▶ **ACTIVITY**: Skipping all pictures, print exactly the lines below from the one with "# indicate the climber with backpack" through the final line.

▶ **LISTED RECORDS**:

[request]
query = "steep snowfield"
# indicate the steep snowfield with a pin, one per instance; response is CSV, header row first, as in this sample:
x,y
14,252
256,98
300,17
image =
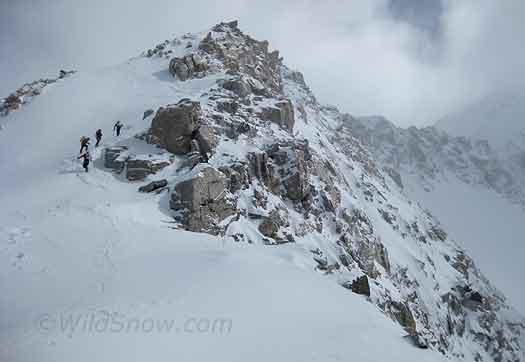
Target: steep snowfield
x,y
488,226
308,205
76,244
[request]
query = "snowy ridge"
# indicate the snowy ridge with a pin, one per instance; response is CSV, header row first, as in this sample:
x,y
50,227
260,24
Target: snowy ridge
x,y
433,156
250,157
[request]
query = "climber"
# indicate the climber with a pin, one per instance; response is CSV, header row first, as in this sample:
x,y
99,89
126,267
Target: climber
x,y
84,143
117,127
86,158
98,136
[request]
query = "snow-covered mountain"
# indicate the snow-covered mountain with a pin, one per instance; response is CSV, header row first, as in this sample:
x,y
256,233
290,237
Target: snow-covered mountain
x,y
260,208
476,190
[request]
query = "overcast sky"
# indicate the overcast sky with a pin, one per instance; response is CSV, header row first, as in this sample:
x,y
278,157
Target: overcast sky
x,y
410,60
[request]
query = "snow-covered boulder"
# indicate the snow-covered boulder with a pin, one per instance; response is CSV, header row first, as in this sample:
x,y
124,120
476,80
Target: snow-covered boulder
x,y
175,126
203,201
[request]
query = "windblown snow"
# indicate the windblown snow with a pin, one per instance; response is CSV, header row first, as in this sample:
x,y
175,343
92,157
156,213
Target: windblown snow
x,y
314,254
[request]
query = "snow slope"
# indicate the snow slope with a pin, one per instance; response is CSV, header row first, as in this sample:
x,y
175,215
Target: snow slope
x,y
88,245
488,226
75,243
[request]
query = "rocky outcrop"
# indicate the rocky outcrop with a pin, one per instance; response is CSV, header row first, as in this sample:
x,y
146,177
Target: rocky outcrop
x,y
147,113
360,286
187,67
238,176
281,113
174,127
242,54
203,201
27,92
272,224
115,157
402,313
237,86
139,168
154,186
283,169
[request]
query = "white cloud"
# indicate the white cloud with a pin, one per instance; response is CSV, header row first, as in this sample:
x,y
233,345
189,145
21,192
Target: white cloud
x,y
354,54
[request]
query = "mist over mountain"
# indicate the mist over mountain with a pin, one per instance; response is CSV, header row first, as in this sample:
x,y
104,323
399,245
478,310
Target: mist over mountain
x,y
231,215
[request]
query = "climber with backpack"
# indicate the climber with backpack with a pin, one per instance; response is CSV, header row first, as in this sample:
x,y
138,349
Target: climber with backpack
x,y
98,136
117,127
84,143
85,159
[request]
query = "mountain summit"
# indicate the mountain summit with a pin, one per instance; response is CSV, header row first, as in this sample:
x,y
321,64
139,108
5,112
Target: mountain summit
x,y
229,147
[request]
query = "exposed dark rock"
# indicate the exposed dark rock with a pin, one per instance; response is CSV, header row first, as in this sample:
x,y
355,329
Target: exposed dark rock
x,y
402,313
331,197
204,201
228,106
186,67
271,225
236,85
113,159
148,113
153,186
361,286
281,114
239,176
175,127
138,169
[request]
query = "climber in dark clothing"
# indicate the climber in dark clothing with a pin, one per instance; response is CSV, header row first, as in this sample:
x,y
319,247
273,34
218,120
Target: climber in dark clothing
x,y
117,127
85,160
98,136
84,143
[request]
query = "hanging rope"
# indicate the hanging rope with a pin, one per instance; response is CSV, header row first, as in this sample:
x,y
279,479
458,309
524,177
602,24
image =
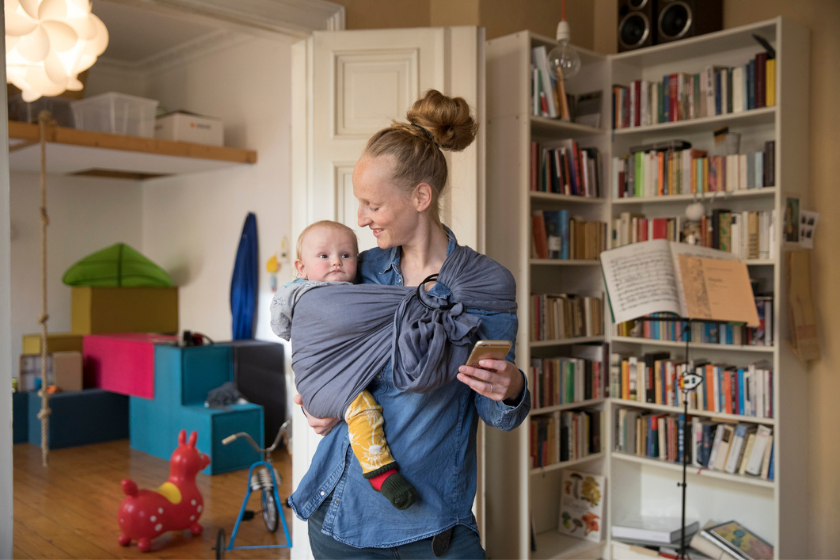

▶ **ANSWER FOR THE TASK**:
# indicate the climber with backpack with a pin, one per instance; response is CSV, header row first, as in this sample:
x,y
138,349
Target: climber with backpack
x,y
98,136
117,127
84,143
85,159
[request]
query = "mountain summit"
# indicate the mountain summit with a pin, one per instance; response is CSV, header row first, as in this sample:
x,y
321,64
139,108
5,112
Target: mountain summit
x,y
229,147
[request]
query = "exposed dark rock"
# indicate the exposed dark rock with a pin, one per instance; response is CSV, header row first, as in this sample:
x,y
355,329
Target: exposed dark rock
x,y
402,313
331,197
204,201
228,106
186,67
271,225
236,85
113,159
148,113
153,186
361,286
281,114
239,176
175,127
138,169
[request]
query = "climber in dark clothing"
# indicate the climber in dark clothing with a pin, one per instance; response is CSV, header row first, as in this sample:
x,y
319,247
273,34
218,120
Target: climber in dark clothing
x,y
117,127
85,160
98,136
84,143
[request]
query = "hanging rope"
# indicate the hanging rope with a pin, one per instance; response is CSV, header row first, as in this sample:
x,y
279,479
458,309
524,177
602,24
image =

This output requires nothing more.